### [Prompt]
Omit every picture and write out the rest of the records exactly.

### [Records for this exercise]

|---|

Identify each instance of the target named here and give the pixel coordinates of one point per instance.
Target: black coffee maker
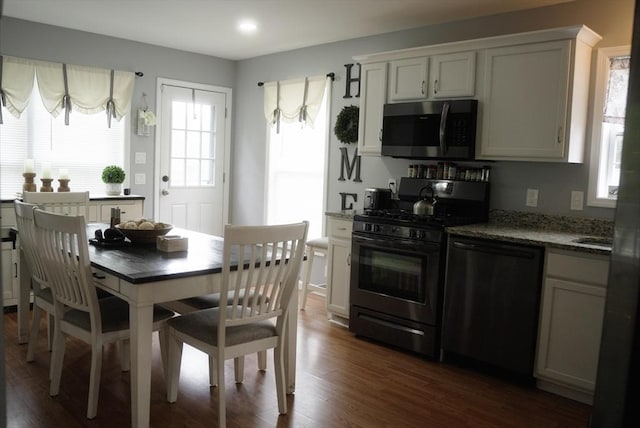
(377, 199)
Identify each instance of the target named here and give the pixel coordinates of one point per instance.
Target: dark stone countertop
(538, 229)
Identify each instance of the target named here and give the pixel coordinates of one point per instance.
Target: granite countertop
(544, 230)
(531, 229)
(92, 197)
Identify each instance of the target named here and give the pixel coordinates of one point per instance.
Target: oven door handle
(396, 243)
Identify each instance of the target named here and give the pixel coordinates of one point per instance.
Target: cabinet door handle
(559, 134)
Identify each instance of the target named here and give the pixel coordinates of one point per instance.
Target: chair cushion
(45, 294)
(114, 313)
(213, 300)
(203, 326)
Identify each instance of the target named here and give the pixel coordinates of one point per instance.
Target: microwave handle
(443, 127)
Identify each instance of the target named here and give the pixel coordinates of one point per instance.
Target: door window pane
(192, 148)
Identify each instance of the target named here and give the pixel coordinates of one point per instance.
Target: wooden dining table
(144, 276)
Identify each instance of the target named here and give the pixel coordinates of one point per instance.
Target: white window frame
(599, 98)
(327, 112)
(97, 186)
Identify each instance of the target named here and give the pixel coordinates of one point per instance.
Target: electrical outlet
(392, 185)
(140, 178)
(532, 198)
(141, 157)
(577, 200)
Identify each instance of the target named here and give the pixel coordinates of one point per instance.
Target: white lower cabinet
(572, 314)
(339, 267)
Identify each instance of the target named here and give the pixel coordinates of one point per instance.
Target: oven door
(401, 278)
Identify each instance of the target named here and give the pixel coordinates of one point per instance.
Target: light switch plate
(141, 157)
(577, 200)
(392, 185)
(140, 178)
(532, 198)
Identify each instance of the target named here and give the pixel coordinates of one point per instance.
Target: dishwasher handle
(495, 249)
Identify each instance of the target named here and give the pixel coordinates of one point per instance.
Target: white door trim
(227, 140)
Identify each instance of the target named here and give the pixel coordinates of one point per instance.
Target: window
(296, 160)
(84, 147)
(610, 99)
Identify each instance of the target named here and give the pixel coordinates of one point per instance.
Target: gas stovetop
(405, 217)
(404, 224)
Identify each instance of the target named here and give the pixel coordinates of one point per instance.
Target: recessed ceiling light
(247, 26)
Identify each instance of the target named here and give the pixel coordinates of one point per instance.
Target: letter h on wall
(350, 80)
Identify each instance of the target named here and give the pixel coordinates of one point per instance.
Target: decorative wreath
(346, 128)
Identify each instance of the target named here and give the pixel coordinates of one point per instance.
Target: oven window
(394, 274)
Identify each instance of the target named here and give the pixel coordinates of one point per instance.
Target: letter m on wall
(349, 166)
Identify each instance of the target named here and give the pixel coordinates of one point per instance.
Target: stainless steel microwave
(430, 130)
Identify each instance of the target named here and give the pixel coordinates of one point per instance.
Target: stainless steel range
(398, 261)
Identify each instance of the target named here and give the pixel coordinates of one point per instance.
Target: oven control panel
(398, 231)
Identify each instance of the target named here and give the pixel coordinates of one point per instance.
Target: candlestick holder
(29, 185)
(64, 185)
(46, 185)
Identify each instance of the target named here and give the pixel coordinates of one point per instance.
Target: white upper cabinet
(453, 75)
(408, 79)
(527, 102)
(532, 90)
(373, 90)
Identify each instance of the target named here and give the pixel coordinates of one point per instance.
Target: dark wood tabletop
(139, 264)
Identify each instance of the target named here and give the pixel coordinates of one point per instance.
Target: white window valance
(295, 100)
(65, 87)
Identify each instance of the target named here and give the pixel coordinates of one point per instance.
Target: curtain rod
(331, 75)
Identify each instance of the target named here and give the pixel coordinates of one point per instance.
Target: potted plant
(113, 176)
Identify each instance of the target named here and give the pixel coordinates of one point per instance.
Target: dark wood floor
(342, 381)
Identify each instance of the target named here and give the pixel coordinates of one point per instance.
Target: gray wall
(44, 42)
(611, 19)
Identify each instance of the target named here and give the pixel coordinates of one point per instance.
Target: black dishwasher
(492, 298)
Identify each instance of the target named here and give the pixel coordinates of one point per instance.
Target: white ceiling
(209, 26)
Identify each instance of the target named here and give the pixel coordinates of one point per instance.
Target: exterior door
(193, 139)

|---|

### [Exercise answer]
Identify each instance of the target named here and give the pixel coordinates of one point per instance.
Target: black coffee maker
(377, 199)
Identify each instance of the target named here and give the pixel coordinates of one point per instance.
Target: dark stone countertop
(538, 229)
Identify each instance of the target named here and give the pixel coordinates of one point per instance.
Target: granite countertop
(544, 230)
(531, 229)
(92, 197)
Identify each instance of the target named here and give the pixel coordinates of one point per instance.
Target: oven door handle
(396, 243)
Identify each instance of the target named here and give the pixel coordinates of one point per instance.
Target: cabinet door handle
(559, 134)
Identify each instance of the target named here and give the pixel coordinates of one point per instance.
Target: chair cushion
(45, 294)
(114, 313)
(213, 300)
(203, 326)
Identify each instance of the target named here and give the pixel coordinates of one point per instance.
Target: microwave handle
(443, 127)
Identify each instance of the target named here and give the pixel coordinates of one point per instance.
Target: door window pane
(192, 148)
Identify each instance of the target named here and give the pixel coordinates of one point per instance.
Target: wooden dining table
(144, 276)
Identify each instance of the target named here and give the pixel coordinates of one point per instance.
Target: white window frame
(599, 98)
(327, 112)
(97, 186)
Identify each instance of the target named here and give the pixel coordinates of one point per instance.
Target: electrical outlet
(392, 185)
(140, 178)
(532, 198)
(141, 157)
(577, 200)
Identify each instance of the target named here and give the pixel coordinates of one point per instance.
Target: white lower cabinet
(572, 314)
(339, 267)
Identify each instance of the target named here and give the pixel coordinates of one point per instance.
Target: oven door
(401, 278)
Identify each instance of the target named here and give the pixel coordinates of one point per instance.
Target: light switch plate
(141, 157)
(577, 200)
(392, 185)
(140, 178)
(532, 198)
Identify each instance of the target named here and give the pixel coordinates of one point per instance.
Target: dishwasher handle
(495, 249)
Identify each instance of the target named here and give the pixel coordinates of one point per instance.
Target: white door trim
(227, 140)
Identify each instance of the target named here and give the pixel coordinates of one point per instance.
Target: window
(296, 160)
(84, 147)
(610, 99)
Identify each instance of the target named here and give the pixel coordinates of one point per instance.
Target: gas stovetop
(405, 217)
(404, 224)
Identify each instance of the target named here and give the pixel coordinates of one point per instance.
Target: recessed ceiling light
(247, 26)
Identify each instance of the target named here and give the pixel coordinates of one point per instance.
Target: letter h on wall
(350, 80)
Identify each instance of the target named here and give the pixel coordinates of one point per instance.
Target: decorative wreath
(346, 128)
Identify each instance of the target named here and give the pixel coordinates of one point per instance.
Target: oven window
(394, 274)
Identify each instance of the target named here and give the pixel coordinates of one point per instance.
Target: letter m on wall
(349, 166)
Identify each instance of the target named here and give the pixel coordinates of one point per instance.
Target: stainless steel microwave
(430, 130)
Identify each instance of the target named here and give the pixel coordinates of one point per instance.
Target: stainless steel range
(398, 261)
Identify each instance of the target named here and give the pixel coordinates of one point per instance.
Target: oven control panel
(398, 231)
Identify each instance of the target named here and give the pixel coordinates of one point per instance.
Target: candlestick holder
(29, 185)
(64, 185)
(46, 185)
Identify each instance of the target named here and give the pixel coordinates of one point per instance.
Target: white upper cabinet
(453, 75)
(408, 79)
(527, 102)
(532, 90)
(373, 90)
Identify each instance of the target named here and give the pixel coordinates of one point per instance.
Target: dark wood tabletop
(139, 264)
Identify each instance of the target named here and give the pixel coordinates of one point per instance.
Target: white window valance
(295, 100)
(65, 87)
Identify each instance of the target named here and give the pixel coordinates of one point per instance.
Target: curtain rod
(331, 75)
Identify each instance of the target named here and give the pixel coordinates of one point per instance.
Target: potted plant
(113, 176)
Identify each instance of the target named here and give the pixel coordinates of one point per instance.
Target: dark wood floor
(342, 381)
Identify each instance of the target named here and give the pixel coordinates of one point per instance.
Target: gray wall
(44, 42)
(611, 19)
Identify each instance of the target named here and give the pixel coordinates of one point per instance.
Target: black dishwasher
(492, 298)
Identify each instance of the target named here and give the pixel coordinates of one point per instance.
Target: white ceiling
(209, 26)
Identify each instance of the target named here and give the pixel coordinates of one point per instance.
Target: exterior door
(193, 139)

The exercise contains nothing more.